* Begin Page extract *

Asus ROG Zephyrus G14 gaming laptop lid closed on a wooden table

(Image credit: Future)

The biggest change to the Asus ROG Zephyrus G14 comes in its physical design. This is a much slimmer model, dropping the chunkier base plate required for heavier RTX 4080 and RTX 4090 graphics cards and adopting a more mainstream ultralight profile. It's by no means as skinny as some of the more high profile non-gaming options out there (a creative market Asus is looking to tap with this new release), but it still feels impossible as a gaming device. Other gaming laptops have been taking aim at this infinitely more portable form factor in recent years, but the current roster  can't beat the G14's 1.5kg. The Razer Blade 14 clocks in at 1.8kg and last year's G14 packs a 1.7kg footprint - even the Alienware x14 R2 comes in at 1.9kg. 

Asus ROG Zephyrus G14 gaming laptop side profile on a wooden table

(Image credit: Future)

It's obvious, though, that Asus is taking the Zephyrus G14 beyond its gaming roots. The dotted LED matrix display of yore has been replaced by a super slick diagonal stripe running along the back of the lid. This is a glossy glass by itself, but can be illuminated with 28 mini LEDs for added flair. That more restrained aesthetic, combined with the unibody CNC milled aluminum chassis, gives the G14 a strong MacBook feel. I was initially confusing the G14 with my own MacBook Pro when simply carrying the device around, due to the soft-touch light silver finish and flat square design - even the rounded corners feel like a Tim Cook touch.

That luxury feel extends to the build quality as well. Try as I might I was unable to flex the main baseplate, and while there's a little flexibility to the lid it's one of the sturdier screens I've tested. The whole clamshell is comfortably opened with one hand, with a smooth hinge designed to keep hot air away from the display itself. That does mean sacrificing the drop hinge I loved on the previous model, in favor of a more unified design - with no rise to the keyboard either.


Asus has also changed the G14's feature set inside and out, swapping out the Nebula Mini LED display for a Samsung designed OLED panel and scaling back its configuration options. 

Last year's Mini LED was certainly impressive, but it felt like a step backwards from the same tech's implementation in larger Asus gaming laptops. The OLED panel available here is a revelation. The incredible contrast and super fast response times are married perfectly with a bolstered '3K' (2880 x 1800) resolution to produce an incredibly vivid picture overall. Everything jumps off the screen here - forget the dappled sunlight and vivid green hues of Assassin's Creed: Odyssey or the almost alien glow of Cyberpunk 2077, I was impressed just watching developer logos splashing across the screen on boot. 

Asus ROG Zephyrus G14 screen close up showing desktop

(Image credit: Future)

* End Page extract *
* Begin Source excerpt *

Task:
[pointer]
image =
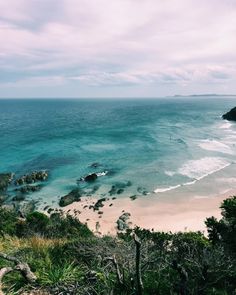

* End Source excerpt *

### [Brief 1]
Do these statements agree with the laptop review? For each, answer yes or no and quote the words of the review that decide it. (a) The Razer Blade 14 weighs 1.8kg. (b) The new G14 keeps the drop hinge of the previous model. (c) The OLED panel has a resolution of 2880 x 1800.
### [Brief 2]
Output the passage of the laptop review that starts with "Asus ROG Zephyrus G14 gaming laptop side" and goes on through "Tim Cook touch.", copied without changes.

### [Correct response 1]
(a) Yes: "The Razer Blade 14 clocks in at 1.8kg"
(b) No: "That does mean sacrificing the drop hinge I loved on the previous model"
(c) Yes: "a bolstered '3K' (2880 x 1800) resolution"

### [Correct response 2]
Asus ROG Zephyrus G14 gaming laptop side profile on a wooden table

(Image credit: Future)

It's obvious, though, that Asus is taking the Zephyrus G14 beyond its gaming roots. The dotted LED matrix display of yore has been replaced by a super slick diagonal stripe running along the back of the lid. This is a glossy glass by itself, but can be illuminated with 28 mini LEDs for added flair. That more restrained aesthetic, combined with the unibody CNC milled aluminum chassis, gives the G14 a strong MacBook feel. I was initially confusing the G14 with my own MacBook Pro when simply carrying the device around, due to the soft-touch light silver finish and flat square design - even the rounded corners feel like a Tim Cook touch.